GIVEN TEXT:
- - - - -
Why Yoel Romero doesn't use his wrestling

A question came up after Yoel Romero lost to Israel Adesanya in their uneventful middleweight title fight at UFC 248. It is the same question people ask after many of Romero’s fights: “Why doesn’t Yoel use his wrestling?”

The commentators made note of it, and the fans made note of it. But is this really a valid question in 2020?

First, we have to look at the results of Romero’s takedown attempts against Adesanya. According to official statistics, Romero attempted three takedowns in his fight with Adesanya and was successful in none. To those who watched the fight, this may be surprising, as midway through the 4th round, Romero shot for a double leg and wrangled Adesanya to the ground.

However, Adesanya’s butt was on the mat for no more than a second. Romero did not establish control for any substantial period of time (let alone establish any offense), and thus he was not awarded a takedown in the official statistics. But make no mistake: that would have netted Yoel two points in a wrestling competition.

Yoel Romero is 42 years old, and we are a full 20 years removed from his winning silver at the 2000 Olympics. But he is still capable of scoring these against anyone in his weight division in the UFC. And he has done so throughout his career. The question of “why doesn’t he use his wrestling,” goes much deeper than age.
- - - - -
SOURCE DATA:
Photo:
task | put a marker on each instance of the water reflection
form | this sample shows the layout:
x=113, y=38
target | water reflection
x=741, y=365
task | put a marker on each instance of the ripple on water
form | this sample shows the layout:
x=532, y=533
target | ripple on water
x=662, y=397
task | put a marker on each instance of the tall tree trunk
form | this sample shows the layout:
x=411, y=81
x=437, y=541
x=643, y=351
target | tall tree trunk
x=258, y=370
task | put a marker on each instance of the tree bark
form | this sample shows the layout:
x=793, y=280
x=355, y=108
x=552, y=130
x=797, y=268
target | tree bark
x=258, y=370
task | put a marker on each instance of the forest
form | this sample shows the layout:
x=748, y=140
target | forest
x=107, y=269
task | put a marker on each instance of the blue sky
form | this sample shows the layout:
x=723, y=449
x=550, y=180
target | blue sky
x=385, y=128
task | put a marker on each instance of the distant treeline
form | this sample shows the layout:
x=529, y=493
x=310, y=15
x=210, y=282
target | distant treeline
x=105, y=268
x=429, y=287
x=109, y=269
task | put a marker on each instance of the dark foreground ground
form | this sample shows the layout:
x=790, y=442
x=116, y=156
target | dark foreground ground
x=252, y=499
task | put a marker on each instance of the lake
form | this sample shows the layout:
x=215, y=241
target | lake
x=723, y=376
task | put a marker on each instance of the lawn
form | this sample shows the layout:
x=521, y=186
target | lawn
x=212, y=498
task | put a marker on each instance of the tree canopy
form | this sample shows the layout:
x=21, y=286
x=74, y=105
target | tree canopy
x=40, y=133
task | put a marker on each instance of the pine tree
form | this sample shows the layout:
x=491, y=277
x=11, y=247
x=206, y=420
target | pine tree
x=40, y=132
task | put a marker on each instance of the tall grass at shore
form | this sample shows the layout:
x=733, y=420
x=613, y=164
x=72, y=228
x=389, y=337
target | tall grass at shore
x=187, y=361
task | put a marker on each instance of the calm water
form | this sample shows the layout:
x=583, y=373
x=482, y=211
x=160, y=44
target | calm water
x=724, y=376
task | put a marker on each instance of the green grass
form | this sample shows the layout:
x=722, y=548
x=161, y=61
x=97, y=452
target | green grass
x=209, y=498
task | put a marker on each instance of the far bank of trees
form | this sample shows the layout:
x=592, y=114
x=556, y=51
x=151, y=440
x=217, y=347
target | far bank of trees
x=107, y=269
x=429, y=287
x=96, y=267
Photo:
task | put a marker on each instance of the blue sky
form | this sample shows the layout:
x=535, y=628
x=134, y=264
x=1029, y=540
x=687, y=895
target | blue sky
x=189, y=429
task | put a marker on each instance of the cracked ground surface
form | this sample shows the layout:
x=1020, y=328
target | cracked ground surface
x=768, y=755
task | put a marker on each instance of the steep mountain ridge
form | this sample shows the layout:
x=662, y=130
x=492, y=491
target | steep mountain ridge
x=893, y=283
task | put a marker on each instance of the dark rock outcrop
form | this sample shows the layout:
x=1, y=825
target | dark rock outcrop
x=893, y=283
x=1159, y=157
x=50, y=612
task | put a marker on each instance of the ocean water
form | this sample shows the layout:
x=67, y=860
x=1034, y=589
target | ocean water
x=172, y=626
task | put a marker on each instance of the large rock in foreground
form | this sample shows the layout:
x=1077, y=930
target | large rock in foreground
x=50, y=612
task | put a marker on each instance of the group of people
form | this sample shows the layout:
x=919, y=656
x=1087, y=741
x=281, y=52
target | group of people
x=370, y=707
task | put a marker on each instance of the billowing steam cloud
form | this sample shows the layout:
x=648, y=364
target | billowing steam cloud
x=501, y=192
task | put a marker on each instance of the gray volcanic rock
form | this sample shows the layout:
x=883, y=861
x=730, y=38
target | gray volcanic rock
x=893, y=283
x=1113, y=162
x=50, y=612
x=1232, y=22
- - - - -
PROBLEM DESCRIPTION: In the Romero article, why wasn't Romero's double-leg takedown in the 4th round counted in the official statistics? Answer in one to three sentences. The data is separate material with no tie to the Romero article.

ANSWER TO THE EXERCISE: Adesanya's butt was on the mat for no more than a second. Romero never established control for any real length of time, so he wasn't awarded a takedown.